Segment Start: Document text

- Other names: Haemorrhage in bile, Haematobilia, Hematobilia, Hemobilia, Hemobilia (disorder)
- Specialty: Gastroenterology

= Haemobilia =

Haemobilia is a medical condition of bleeding into the biliary tree. Haemobilia occurs when there is a fistula between a vessel of the splanchnic circulation and the intrahepatic or extrahepatic biliary system. It can present as acute upper gastrointestinal (UGI) bleeding. It should be considered in upper abdominal pain presenting with UGI bleeding especially when there is a history of liver injury or instrumentation.

Haemobilia was first recorded in 1654 by Francis Glisson, a Cambridge professor.

==Presentation==
Quincke's triad of upper abdominal pain, upper gastrointestinal haemorrhage and jaundice is classical but only present in 22% cases.

It can be immediately life-threatening in major bleeding. However, in minor haemobilia, patient is haemodynamically stable despite significant blood loss being apparent.

==Causes==

The causes of haemobilia include trauma (which can be accidental or iatrogenic due to procedures such as cholecystectomy), instrumentation (especially after ERCP), gallstone, inflammatory conditions ranging from ascariasis to PAN, vascular malformation, tumors, coagulopathy, and liver biopsy.

Segment End: Document text
Segment Start: Source material

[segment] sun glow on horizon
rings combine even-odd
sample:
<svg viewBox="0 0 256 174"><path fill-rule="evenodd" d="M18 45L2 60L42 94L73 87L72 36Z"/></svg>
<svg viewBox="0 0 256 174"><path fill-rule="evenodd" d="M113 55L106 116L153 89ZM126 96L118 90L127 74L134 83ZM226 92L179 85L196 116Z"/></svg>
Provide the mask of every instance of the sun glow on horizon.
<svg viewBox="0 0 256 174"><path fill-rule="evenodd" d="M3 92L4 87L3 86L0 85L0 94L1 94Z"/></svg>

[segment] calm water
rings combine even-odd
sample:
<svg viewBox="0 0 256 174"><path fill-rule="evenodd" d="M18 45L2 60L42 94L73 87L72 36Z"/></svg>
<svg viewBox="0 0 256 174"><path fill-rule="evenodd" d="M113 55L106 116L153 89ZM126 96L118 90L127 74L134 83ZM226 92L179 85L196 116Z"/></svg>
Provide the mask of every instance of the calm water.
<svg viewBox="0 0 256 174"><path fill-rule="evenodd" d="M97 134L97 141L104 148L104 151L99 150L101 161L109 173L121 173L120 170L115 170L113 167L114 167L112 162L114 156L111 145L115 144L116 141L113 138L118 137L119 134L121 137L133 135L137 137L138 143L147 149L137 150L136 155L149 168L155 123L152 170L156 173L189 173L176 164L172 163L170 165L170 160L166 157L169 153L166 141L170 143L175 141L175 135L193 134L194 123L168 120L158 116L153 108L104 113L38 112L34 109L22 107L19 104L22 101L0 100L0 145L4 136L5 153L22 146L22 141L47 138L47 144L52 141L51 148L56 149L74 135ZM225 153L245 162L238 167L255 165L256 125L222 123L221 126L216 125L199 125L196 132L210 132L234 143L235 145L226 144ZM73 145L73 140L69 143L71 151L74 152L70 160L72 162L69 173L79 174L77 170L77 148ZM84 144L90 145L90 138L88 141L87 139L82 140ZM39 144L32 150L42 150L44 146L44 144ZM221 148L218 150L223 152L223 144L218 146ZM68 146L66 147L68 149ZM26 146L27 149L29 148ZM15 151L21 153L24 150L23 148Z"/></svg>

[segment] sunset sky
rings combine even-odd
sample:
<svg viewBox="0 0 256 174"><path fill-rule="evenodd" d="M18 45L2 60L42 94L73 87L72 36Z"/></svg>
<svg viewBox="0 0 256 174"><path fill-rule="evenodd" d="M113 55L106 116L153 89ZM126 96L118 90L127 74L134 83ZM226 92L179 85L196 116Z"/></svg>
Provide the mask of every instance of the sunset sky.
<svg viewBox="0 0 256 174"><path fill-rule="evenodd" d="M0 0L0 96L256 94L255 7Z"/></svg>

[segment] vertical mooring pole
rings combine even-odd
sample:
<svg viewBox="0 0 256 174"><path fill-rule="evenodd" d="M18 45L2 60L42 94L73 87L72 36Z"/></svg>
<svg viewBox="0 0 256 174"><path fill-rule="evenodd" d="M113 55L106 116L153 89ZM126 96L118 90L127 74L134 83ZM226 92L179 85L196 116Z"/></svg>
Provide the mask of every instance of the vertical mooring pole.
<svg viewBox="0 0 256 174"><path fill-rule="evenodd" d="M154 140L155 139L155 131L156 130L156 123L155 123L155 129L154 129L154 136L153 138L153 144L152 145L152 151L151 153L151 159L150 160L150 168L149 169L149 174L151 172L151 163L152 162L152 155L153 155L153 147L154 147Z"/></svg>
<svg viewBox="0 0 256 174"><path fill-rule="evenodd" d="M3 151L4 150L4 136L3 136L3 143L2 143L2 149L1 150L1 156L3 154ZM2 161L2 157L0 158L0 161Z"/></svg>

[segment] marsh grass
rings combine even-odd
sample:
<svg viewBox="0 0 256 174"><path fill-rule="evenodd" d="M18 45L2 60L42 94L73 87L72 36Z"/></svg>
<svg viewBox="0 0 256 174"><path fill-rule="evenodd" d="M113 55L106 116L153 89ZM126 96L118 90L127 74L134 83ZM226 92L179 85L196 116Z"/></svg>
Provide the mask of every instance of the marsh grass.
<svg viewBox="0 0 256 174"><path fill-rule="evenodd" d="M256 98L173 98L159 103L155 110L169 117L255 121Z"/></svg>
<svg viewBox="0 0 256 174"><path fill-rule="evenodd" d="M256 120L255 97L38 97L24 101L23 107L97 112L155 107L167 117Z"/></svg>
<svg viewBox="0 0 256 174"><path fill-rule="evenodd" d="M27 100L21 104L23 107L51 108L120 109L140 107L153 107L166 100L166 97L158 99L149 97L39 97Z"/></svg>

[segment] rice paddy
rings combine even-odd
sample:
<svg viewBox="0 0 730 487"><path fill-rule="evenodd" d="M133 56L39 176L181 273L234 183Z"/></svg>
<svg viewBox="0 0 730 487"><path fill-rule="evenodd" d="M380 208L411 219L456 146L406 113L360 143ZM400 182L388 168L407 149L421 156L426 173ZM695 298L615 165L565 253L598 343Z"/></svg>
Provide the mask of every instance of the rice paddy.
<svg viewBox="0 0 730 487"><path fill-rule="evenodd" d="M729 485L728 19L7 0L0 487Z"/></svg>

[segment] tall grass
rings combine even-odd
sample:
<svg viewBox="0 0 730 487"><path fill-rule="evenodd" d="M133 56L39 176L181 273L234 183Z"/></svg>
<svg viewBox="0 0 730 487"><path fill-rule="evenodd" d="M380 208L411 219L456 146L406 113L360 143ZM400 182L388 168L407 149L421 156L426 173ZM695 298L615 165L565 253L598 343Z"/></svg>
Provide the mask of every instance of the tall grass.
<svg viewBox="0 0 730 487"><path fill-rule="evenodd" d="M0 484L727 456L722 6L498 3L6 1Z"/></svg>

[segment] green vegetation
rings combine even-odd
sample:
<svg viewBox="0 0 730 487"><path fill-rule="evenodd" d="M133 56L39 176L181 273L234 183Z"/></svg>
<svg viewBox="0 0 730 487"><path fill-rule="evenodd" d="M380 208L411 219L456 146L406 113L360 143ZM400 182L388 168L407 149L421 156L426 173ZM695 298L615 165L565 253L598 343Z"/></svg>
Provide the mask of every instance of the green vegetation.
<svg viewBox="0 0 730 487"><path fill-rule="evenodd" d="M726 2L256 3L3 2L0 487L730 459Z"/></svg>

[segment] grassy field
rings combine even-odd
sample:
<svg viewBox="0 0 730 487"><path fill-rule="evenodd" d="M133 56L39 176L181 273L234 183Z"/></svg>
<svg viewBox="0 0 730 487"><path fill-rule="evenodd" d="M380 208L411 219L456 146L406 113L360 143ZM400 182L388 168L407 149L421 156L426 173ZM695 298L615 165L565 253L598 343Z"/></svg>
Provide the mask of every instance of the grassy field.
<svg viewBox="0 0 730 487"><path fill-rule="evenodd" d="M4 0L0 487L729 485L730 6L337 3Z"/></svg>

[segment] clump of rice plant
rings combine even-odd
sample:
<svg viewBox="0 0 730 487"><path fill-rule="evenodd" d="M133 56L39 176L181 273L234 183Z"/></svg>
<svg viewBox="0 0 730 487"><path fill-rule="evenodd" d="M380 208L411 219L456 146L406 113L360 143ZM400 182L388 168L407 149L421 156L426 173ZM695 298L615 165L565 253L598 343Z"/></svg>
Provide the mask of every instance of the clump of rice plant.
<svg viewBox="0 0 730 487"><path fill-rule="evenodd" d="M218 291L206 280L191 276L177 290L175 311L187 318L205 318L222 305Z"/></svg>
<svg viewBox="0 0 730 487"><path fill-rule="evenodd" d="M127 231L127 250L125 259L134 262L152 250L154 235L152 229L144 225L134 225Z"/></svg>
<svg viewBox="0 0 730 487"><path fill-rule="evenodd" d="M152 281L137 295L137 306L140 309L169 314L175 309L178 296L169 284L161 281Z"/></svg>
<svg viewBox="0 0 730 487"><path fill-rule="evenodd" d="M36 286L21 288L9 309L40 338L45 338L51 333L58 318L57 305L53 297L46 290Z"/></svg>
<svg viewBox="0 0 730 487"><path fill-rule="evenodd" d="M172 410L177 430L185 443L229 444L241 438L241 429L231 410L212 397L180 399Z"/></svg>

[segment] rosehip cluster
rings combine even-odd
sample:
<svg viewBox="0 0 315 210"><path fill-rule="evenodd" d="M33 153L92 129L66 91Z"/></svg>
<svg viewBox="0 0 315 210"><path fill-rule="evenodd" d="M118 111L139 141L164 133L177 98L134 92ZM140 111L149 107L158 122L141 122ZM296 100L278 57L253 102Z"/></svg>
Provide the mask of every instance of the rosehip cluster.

Segment End: Source material

Task set -
• A. Answer these from the haemobilia text:
(i) Who first recorded haemobilia, and in what year?
(ii) In what percentage of cases is Quincke's triad present?
(iii) After which procedure is instrumentation named as an especially common cause?
• B. List every other name for the condition given in the haemobilia text.
• C. Write what comes next in the haemobilia text, picking up after its last sentence.

Exercise results -
• A.
(i) Francis Glisson, in 1654
(ii) 22%
(iii) ERCP

• B. Haemorrhage in bile, Haematobilia, Hematobilia, Hemobilia, Hemobilia (disorder)

• C.
==Diagnosis==
Combination of EGD, CT scan and angiography depending on clinical situation, bearing in mind that haemobilia may present many days after injury. Cholangiography is performed if there is a percutaneous access or if ERCP is undertaken.

==Management==
Most bleeding from instrumentation are minor and would settle spontaneously.

When indicated, management is directed towards stopping bleeding and relieving obstruction if present, which is achieved either by surgical ligation of hepatic artery or by endovascular embolisation. Endovasculartrans-arterial embolisation (TAE) is preferred initially because of high success rate and less complication. TAE involves the selective catheterization of a hepatic artery followed by embolic occlusion. Surgery is indicated when TAE has failed or sepsis present in biliary tree or drainage has failed.